» **Your objective**:
Exactly as they appear, copy the lines of the listing from the one containing "Target: curly brown hair" through the final line, both included, and nothing else.

--- Begin Dataset excerpts ---

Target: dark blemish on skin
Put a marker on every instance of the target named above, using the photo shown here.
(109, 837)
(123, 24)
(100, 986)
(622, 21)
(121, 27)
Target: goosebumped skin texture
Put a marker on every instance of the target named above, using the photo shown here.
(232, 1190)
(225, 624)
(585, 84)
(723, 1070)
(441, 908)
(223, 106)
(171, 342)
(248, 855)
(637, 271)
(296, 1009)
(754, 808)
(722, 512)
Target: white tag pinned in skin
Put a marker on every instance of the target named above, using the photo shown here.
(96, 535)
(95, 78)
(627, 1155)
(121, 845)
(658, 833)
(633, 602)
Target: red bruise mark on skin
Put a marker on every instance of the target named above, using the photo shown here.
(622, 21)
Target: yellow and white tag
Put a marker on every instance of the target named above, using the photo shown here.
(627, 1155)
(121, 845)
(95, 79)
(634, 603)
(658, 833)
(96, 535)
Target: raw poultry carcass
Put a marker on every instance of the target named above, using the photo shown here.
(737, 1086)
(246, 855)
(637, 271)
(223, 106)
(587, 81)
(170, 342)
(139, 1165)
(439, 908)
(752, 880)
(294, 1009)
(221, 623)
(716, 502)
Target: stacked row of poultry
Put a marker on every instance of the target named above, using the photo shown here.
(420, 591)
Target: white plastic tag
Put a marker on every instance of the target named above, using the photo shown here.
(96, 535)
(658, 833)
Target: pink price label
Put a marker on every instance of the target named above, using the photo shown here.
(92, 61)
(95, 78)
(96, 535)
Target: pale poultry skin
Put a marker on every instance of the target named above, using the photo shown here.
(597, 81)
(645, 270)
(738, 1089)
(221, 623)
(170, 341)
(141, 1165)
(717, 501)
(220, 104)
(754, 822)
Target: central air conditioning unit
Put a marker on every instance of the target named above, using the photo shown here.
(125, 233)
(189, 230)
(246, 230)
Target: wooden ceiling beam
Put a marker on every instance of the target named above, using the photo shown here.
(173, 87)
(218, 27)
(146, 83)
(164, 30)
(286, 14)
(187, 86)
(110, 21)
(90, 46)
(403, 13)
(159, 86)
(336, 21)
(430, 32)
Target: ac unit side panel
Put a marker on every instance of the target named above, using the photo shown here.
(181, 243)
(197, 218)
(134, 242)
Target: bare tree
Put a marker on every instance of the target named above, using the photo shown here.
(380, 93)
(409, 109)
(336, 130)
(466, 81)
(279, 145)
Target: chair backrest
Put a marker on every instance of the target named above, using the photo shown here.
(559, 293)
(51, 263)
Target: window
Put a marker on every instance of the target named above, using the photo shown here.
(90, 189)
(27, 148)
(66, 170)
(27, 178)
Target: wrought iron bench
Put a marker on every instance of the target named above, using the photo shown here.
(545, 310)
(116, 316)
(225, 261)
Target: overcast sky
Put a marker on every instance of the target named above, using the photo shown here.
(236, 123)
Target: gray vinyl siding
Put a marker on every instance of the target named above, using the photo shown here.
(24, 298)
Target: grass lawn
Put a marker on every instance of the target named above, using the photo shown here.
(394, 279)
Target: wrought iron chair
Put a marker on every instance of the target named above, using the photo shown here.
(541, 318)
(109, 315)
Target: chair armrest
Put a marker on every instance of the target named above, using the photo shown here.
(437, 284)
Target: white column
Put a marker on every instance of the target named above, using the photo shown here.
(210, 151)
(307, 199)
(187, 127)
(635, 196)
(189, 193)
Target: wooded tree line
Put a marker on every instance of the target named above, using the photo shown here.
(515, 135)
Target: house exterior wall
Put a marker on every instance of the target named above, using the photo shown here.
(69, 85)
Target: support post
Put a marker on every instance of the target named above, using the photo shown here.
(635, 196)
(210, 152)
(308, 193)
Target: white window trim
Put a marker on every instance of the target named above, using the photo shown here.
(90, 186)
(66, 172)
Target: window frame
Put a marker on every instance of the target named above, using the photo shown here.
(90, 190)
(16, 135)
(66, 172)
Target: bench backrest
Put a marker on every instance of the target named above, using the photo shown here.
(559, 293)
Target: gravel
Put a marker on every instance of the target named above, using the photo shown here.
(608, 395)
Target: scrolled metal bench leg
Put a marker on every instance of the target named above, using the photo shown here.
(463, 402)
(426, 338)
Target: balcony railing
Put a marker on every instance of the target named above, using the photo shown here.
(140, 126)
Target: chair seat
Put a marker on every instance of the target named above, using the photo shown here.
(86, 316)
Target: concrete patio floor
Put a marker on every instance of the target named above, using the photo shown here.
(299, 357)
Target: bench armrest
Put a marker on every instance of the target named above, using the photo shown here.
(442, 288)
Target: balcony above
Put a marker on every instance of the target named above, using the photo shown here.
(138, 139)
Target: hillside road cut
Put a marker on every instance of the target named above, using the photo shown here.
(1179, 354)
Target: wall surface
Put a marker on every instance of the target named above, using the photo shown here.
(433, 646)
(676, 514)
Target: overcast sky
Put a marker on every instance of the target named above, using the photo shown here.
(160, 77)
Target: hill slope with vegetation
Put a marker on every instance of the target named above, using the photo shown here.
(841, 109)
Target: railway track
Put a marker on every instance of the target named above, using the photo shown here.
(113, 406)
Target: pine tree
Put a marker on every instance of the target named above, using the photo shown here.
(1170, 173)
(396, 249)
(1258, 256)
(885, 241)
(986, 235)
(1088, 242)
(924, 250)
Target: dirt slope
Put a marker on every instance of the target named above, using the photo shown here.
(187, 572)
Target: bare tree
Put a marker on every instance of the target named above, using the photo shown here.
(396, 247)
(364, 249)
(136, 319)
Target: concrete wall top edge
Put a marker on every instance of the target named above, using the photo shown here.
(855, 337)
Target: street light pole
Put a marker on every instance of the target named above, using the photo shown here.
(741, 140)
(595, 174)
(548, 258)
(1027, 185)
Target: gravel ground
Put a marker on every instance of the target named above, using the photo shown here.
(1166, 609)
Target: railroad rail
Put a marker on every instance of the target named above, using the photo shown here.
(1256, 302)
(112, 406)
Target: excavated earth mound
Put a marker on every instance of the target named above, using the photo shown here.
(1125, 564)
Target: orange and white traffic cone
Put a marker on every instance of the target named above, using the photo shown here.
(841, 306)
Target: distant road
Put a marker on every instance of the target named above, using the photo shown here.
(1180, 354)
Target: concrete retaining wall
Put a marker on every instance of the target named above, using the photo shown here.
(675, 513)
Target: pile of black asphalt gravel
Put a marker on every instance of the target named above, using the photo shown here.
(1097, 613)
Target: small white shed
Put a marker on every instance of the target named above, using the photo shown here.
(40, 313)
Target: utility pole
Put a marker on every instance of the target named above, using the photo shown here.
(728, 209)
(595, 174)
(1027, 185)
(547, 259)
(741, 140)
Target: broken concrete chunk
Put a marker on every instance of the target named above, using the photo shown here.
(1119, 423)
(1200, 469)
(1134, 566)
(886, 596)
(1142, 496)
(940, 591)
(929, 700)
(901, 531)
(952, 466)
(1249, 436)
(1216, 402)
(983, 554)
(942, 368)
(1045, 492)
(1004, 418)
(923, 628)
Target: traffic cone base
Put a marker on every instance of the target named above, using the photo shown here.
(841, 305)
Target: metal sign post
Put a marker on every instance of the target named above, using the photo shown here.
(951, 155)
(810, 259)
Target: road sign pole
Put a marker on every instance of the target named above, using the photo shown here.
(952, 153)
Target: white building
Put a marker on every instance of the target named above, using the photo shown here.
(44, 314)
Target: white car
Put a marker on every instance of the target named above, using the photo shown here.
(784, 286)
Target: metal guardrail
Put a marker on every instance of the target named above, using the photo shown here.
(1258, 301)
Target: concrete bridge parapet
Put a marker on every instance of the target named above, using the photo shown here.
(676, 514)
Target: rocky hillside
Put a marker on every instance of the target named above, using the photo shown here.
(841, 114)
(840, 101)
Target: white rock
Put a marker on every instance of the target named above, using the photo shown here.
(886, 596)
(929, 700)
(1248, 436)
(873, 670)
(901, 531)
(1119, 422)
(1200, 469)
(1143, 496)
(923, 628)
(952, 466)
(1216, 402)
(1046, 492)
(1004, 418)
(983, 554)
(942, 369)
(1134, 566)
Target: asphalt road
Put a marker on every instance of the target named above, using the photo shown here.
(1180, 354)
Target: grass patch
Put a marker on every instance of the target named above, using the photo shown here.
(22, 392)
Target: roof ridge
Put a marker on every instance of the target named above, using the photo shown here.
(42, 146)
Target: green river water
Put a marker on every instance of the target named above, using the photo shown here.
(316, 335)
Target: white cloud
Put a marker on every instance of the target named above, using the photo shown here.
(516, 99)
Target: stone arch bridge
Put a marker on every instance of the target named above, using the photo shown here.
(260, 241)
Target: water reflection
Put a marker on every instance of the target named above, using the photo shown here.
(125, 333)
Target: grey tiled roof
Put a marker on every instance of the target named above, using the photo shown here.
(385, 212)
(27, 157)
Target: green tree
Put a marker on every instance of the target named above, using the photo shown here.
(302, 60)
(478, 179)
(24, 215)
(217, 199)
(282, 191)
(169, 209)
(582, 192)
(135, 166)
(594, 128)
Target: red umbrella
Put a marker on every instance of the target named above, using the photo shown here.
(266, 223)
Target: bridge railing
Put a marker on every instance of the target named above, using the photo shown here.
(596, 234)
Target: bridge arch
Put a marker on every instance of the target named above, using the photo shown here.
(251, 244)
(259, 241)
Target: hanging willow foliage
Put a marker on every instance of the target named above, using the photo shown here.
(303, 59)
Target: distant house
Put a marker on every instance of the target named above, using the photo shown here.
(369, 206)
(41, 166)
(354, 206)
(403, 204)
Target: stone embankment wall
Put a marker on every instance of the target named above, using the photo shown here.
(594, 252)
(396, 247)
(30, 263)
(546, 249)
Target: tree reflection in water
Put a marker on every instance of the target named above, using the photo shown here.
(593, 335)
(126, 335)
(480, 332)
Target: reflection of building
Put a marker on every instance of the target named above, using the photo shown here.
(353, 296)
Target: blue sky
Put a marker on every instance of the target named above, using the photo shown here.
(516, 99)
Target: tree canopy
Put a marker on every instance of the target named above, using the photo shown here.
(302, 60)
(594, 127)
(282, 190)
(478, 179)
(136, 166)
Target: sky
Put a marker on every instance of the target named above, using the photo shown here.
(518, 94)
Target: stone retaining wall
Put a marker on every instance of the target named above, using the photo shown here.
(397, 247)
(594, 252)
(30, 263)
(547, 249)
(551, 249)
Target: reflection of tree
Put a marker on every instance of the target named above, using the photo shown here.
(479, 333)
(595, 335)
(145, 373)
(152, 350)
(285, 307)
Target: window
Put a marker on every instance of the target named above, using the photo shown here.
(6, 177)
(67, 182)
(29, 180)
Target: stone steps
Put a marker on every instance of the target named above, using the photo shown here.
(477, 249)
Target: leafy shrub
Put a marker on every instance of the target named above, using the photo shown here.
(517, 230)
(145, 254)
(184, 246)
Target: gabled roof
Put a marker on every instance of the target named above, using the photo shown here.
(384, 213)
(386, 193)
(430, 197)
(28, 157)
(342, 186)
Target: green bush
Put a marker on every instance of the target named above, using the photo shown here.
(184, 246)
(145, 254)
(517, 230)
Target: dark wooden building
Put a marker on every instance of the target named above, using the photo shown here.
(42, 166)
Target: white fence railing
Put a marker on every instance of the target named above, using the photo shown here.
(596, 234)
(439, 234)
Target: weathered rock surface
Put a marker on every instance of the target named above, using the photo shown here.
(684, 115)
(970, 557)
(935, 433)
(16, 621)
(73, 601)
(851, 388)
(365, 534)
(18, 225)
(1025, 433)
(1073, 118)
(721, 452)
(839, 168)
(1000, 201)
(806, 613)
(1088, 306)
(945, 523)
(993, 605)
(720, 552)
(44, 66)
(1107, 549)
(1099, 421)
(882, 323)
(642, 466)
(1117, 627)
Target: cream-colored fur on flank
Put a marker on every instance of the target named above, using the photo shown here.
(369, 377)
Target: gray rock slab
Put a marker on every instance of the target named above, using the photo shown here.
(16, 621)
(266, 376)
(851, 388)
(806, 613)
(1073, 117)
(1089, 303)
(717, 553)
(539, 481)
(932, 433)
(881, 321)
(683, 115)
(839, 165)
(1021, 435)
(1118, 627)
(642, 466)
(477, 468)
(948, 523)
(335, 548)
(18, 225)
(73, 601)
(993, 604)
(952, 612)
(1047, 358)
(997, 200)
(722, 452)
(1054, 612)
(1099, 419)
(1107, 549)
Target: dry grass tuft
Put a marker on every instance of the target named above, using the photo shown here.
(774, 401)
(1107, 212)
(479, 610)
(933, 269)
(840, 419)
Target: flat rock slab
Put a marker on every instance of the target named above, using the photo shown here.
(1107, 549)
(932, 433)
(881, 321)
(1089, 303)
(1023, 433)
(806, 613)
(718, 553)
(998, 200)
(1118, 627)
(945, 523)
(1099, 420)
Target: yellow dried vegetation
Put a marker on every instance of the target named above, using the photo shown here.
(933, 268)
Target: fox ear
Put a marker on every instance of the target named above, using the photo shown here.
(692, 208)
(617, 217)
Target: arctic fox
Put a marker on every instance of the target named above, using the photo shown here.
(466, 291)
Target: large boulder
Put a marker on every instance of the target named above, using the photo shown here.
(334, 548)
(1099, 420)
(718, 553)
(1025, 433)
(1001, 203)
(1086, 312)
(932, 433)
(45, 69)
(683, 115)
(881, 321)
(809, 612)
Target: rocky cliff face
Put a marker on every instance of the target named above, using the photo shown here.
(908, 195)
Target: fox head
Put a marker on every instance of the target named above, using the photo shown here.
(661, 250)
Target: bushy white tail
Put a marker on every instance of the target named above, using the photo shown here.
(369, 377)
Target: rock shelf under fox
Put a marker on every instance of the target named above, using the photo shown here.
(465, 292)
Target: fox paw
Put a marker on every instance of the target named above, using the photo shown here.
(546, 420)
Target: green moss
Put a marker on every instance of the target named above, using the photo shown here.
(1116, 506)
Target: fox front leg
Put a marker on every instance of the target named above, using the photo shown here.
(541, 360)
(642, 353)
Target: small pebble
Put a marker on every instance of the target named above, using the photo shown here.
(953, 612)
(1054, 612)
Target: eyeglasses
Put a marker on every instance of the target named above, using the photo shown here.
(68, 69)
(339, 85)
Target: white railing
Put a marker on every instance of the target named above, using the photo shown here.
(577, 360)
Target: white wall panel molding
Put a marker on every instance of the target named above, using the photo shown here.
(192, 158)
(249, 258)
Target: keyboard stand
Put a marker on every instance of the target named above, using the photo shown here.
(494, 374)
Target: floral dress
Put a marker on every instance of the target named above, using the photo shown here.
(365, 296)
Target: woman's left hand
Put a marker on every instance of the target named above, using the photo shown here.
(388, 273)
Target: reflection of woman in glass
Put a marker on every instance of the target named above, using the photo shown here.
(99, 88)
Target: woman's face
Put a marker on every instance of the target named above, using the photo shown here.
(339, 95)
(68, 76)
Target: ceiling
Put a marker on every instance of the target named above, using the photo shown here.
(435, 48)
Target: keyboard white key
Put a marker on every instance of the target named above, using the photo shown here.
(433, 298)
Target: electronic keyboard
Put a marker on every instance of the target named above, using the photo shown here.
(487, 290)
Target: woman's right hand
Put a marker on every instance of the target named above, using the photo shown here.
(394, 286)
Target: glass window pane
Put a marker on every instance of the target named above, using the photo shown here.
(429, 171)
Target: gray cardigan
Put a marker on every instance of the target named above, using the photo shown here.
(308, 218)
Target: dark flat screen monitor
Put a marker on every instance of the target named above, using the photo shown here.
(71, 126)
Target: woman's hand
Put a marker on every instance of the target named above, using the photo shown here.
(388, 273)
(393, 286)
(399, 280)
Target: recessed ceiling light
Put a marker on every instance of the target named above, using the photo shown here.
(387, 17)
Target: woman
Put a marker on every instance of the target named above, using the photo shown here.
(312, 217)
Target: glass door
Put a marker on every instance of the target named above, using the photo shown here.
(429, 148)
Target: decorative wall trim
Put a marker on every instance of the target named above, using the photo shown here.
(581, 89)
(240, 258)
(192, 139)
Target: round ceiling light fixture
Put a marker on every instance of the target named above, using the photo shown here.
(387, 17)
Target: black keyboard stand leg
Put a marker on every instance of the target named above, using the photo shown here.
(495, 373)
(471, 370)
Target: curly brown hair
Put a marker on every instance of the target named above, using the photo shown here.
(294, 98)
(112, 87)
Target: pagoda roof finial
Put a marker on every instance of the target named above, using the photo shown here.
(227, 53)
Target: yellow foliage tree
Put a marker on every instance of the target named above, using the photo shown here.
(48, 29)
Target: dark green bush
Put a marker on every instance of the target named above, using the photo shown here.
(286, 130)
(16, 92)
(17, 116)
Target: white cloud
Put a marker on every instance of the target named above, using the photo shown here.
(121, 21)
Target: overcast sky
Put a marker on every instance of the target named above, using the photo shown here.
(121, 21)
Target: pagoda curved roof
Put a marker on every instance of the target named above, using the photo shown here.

--- End Dataset excerpts ---

» **Result**:
Target: curly brown hair
Put a marker on every instance of the target named above, using the photo shown here.
(294, 98)
(112, 87)
Target: pagoda roof finial
Put a marker on every instance of the target named above, using the photo shown here.
(227, 53)
Target: yellow foliage tree
Put a marker on every instance of the target named above, using the photo shown here.
(48, 29)
Target: dark green bush
Put a marker on every instance of the target named above, using the photo shown here.
(286, 130)
(16, 92)
(17, 116)
Target: white cloud
Put a marker on every instance of the target named above, using the photo shown here.
(121, 21)
Target: overcast sky
Put a marker on every instance of the target named above, using the photo shown here.
(121, 21)
Target: pagoda curved roof
Put a marker on every instance of the target named above, using the photo shown here.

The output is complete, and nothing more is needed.